▶ **DIRECTIVE**
Write out word for word each line from the one containing "of sunlight on" through the close of the listing, including both ends. Pictures do not belong in the copy.

[Excerpts of location labeling data]
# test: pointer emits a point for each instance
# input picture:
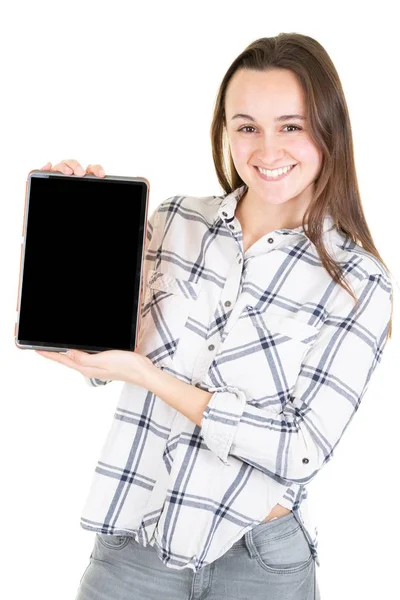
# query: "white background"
(132, 86)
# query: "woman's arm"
(293, 445)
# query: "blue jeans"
(272, 561)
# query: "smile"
(275, 175)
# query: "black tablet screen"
(84, 239)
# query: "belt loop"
(248, 538)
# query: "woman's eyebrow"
(281, 118)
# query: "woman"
(243, 382)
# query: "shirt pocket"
(263, 355)
(168, 303)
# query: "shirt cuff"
(220, 419)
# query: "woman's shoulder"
(188, 207)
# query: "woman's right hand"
(72, 167)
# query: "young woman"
(265, 312)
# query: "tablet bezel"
(24, 345)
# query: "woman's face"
(260, 140)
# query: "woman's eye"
(295, 126)
(246, 127)
(251, 127)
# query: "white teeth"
(275, 172)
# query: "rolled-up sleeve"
(294, 444)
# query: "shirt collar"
(226, 212)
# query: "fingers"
(73, 167)
(96, 170)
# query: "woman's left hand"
(107, 365)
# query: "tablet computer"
(81, 262)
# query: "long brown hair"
(336, 188)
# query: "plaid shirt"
(285, 352)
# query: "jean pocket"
(280, 546)
(115, 542)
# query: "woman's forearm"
(187, 399)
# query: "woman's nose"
(271, 150)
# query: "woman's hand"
(108, 365)
(72, 167)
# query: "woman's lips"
(279, 178)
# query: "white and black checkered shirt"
(287, 355)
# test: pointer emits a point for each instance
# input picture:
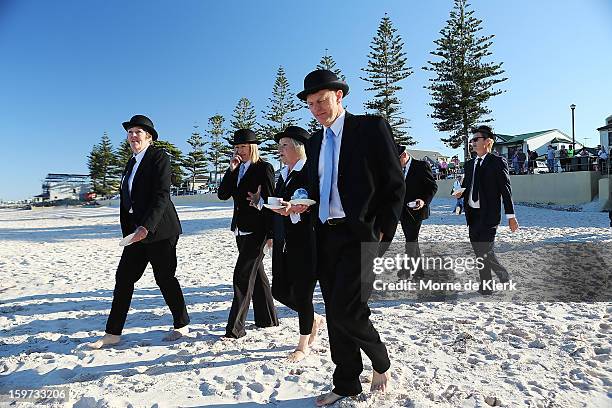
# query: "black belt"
(335, 221)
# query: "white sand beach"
(57, 270)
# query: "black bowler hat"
(244, 136)
(484, 130)
(293, 132)
(143, 122)
(322, 79)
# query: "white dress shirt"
(246, 168)
(335, 204)
(130, 180)
(476, 204)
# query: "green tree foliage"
(278, 113)
(386, 68)
(464, 82)
(104, 169)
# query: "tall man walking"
(357, 181)
(487, 184)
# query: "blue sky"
(73, 69)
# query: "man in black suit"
(246, 174)
(355, 178)
(487, 185)
(146, 211)
(420, 190)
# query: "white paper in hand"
(127, 240)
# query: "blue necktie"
(328, 166)
(241, 172)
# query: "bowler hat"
(484, 130)
(143, 122)
(322, 79)
(244, 136)
(293, 132)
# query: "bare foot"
(176, 334)
(107, 339)
(327, 399)
(316, 326)
(298, 355)
(379, 381)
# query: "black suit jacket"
(494, 186)
(151, 204)
(370, 178)
(296, 241)
(246, 217)
(420, 183)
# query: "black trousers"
(250, 281)
(294, 288)
(134, 260)
(482, 238)
(348, 315)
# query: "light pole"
(572, 107)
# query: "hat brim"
(335, 85)
(483, 132)
(152, 131)
(279, 136)
(245, 142)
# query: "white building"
(506, 145)
(64, 187)
(605, 134)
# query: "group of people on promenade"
(343, 185)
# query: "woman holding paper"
(151, 229)
(247, 172)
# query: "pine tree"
(195, 161)
(217, 150)
(327, 62)
(386, 68)
(104, 170)
(243, 117)
(464, 81)
(278, 112)
(176, 161)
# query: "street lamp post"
(572, 107)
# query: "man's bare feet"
(317, 324)
(106, 340)
(176, 334)
(327, 399)
(379, 381)
(298, 355)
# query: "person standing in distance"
(487, 185)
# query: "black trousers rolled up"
(347, 311)
(294, 289)
(250, 282)
(134, 260)
(482, 238)
(411, 228)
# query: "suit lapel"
(348, 145)
(316, 140)
(142, 166)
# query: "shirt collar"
(299, 165)
(140, 155)
(338, 125)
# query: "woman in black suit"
(293, 277)
(146, 211)
(248, 173)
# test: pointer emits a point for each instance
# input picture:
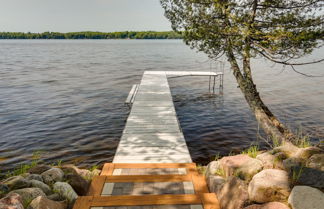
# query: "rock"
(16, 182)
(28, 194)
(39, 169)
(270, 161)
(72, 169)
(79, 184)
(316, 162)
(55, 197)
(4, 189)
(215, 183)
(45, 188)
(291, 162)
(242, 165)
(44, 203)
(270, 205)
(248, 169)
(11, 201)
(305, 153)
(34, 177)
(267, 159)
(212, 168)
(52, 175)
(287, 149)
(269, 185)
(233, 194)
(65, 190)
(95, 172)
(309, 177)
(304, 197)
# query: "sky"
(81, 15)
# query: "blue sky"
(81, 15)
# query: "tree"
(278, 30)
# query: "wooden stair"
(102, 194)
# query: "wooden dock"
(152, 133)
(152, 167)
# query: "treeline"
(93, 35)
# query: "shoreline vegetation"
(93, 35)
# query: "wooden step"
(101, 194)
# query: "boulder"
(4, 189)
(287, 149)
(52, 175)
(309, 177)
(39, 169)
(16, 182)
(38, 184)
(34, 177)
(269, 185)
(242, 165)
(212, 168)
(306, 153)
(291, 162)
(72, 169)
(11, 201)
(268, 160)
(248, 169)
(233, 194)
(28, 194)
(304, 197)
(316, 162)
(55, 197)
(270, 205)
(95, 172)
(79, 184)
(215, 183)
(65, 190)
(44, 203)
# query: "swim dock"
(152, 167)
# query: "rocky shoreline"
(282, 178)
(44, 186)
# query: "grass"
(252, 151)
(296, 173)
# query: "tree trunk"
(270, 124)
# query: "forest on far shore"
(93, 35)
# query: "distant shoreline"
(93, 35)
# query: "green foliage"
(302, 140)
(94, 167)
(93, 35)
(252, 151)
(278, 30)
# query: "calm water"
(66, 99)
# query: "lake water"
(66, 99)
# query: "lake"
(65, 98)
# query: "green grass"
(252, 151)
(296, 173)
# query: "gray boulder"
(233, 194)
(269, 185)
(11, 201)
(34, 177)
(304, 197)
(38, 184)
(44, 203)
(65, 190)
(52, 175)
(28, 194)
(16, 182)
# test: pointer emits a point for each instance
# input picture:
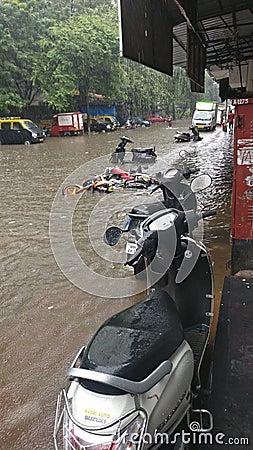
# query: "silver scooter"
(136, 380)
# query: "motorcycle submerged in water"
(177, 193)
(114, 178)
(140, 155)
(137, 379)
(187, 137)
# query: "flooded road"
(45, 318)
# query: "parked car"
(157, 119)
(15, 130)
(65, 124)
(98, 125)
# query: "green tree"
(22, 23)
(79, 56)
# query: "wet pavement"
(45, 318)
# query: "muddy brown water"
(45, 318)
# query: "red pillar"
(242, 192)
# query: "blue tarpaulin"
(100, 110)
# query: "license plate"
(131, 248)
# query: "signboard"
(242, 195)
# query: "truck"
(205, 115)
(67, 124)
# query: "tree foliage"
(79, 56)
(56, 49)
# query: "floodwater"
(47, 316)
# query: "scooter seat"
(146, 210)
(132, 343)
(142, 150)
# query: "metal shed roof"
(194, 34)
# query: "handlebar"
(210, 213)
(194, 217)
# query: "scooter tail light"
(128, 438)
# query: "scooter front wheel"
(72, 189)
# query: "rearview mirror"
(200, 183)
(112, 235)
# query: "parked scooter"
(176, 194)
(140, 155)
(187, 137)
(139, 375)
(114, 178)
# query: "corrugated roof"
(224, 28)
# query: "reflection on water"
(45, 318)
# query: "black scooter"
(187, 137)
(176, 194)
(140, 155)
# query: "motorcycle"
(140, 155)
(176, 194)
(187, 137)
(139, 376)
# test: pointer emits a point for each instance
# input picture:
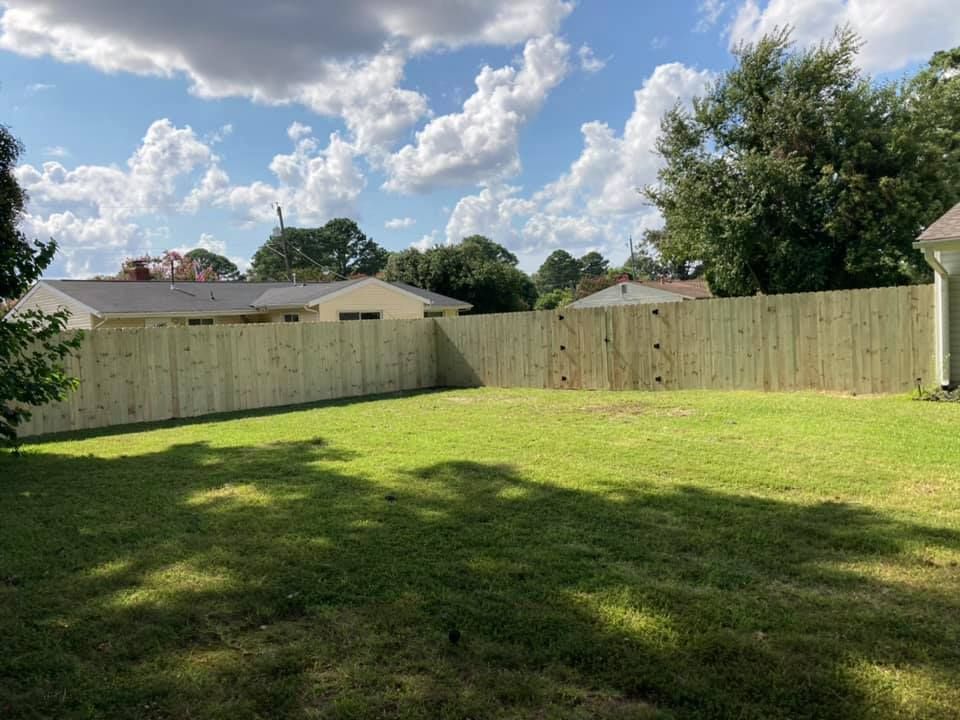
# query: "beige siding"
(393, 304)
(951, 262)
(48, 301)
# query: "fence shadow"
(270, 581)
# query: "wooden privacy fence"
(863, 340)
(878, 340)
(143, 374)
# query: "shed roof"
(946, 227)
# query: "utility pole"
(283, 240)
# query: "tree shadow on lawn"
(268, 581)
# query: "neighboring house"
(124, 303)
(940, 244)
(630, 292)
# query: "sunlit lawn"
(602, 555)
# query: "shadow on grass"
(269, 582)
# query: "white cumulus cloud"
(344, 60)
(480, 143)
(399, 223)
(594, 204)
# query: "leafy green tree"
(477, 271)
(796, 172)
(32, 350)
(553, 299)
(560, 270)
(594, 264)
(222, 267)
(670, 266)
(339, 249)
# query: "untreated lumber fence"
(864, 341)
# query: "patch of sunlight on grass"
(365, 524)
(908, 688)
(179, 579)
(513, 493)
(619, 612)
(246, 494)
(431, 515)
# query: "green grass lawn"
(603, 555)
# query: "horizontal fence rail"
(865, 341)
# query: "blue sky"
(529, 121)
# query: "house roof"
(947, 227)
(695, 289)
(288, 295)
(127, 297)
(633, 293)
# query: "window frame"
(359, 315)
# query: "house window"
(369, 315)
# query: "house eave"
(949, 243)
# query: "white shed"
(940, 244)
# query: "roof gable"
(946, 227)
(127, 297)
(632, 292)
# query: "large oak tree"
(797, 172)
(32, 350)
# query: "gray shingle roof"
(947, 227)
(127, 296)
(296, 295)
(130, 297)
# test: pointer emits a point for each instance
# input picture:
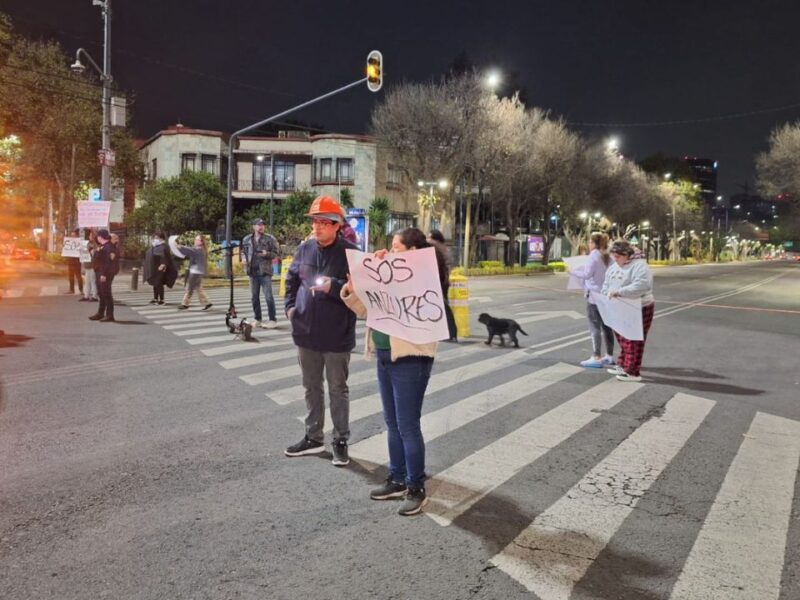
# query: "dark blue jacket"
(320, 322)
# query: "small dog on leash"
(500, 327)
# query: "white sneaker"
(626, 377)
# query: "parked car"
(25, 250)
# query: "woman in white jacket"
(630, 277)
(593, 274)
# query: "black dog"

▶ **CORRECT RESPONSE**
# query: "patch of sunlight on grass"
(365, 524)
(908, 688)
(179, 579)
(513, 493)
(619, 612)
(246, 494)
(431, 515)
# query: "green grass lawn"
(603, 555)
# query: "horizontal fence rail"
(865, 341)
# query: "blue sky"
(529, 121)
# query: "house roof"
(947, 227)
(695, 289)
(288, 295)
(127, 297)
(633, 293)
# query: "window frame"
(359, 315)
# query: "house window"
(369, 315)
# query: "house eave"
(949, 243)
# query: "white shed"
(940, 244)
# query: "roof gable"
(946, 227)
(127, 297)
(632, 292)
# query: "large oak tree"
(797, 172)
(32, 350)
# query: "gray shingle roof"
(947, 227)
(127, 296)
(296, 295)
(130, 297)
# test: pointer emits a point for each instance
# input picture:
# query: "dark blue jacket"
(320, 322)
# query: "small dog on leash"
(500, 327)
# query: "white sneaker"
(626, 377)
# query: "parked car"
(25, 250)
# query: "woman in white jacket"
(630, 277)
(593, 274)
# query: "black dog"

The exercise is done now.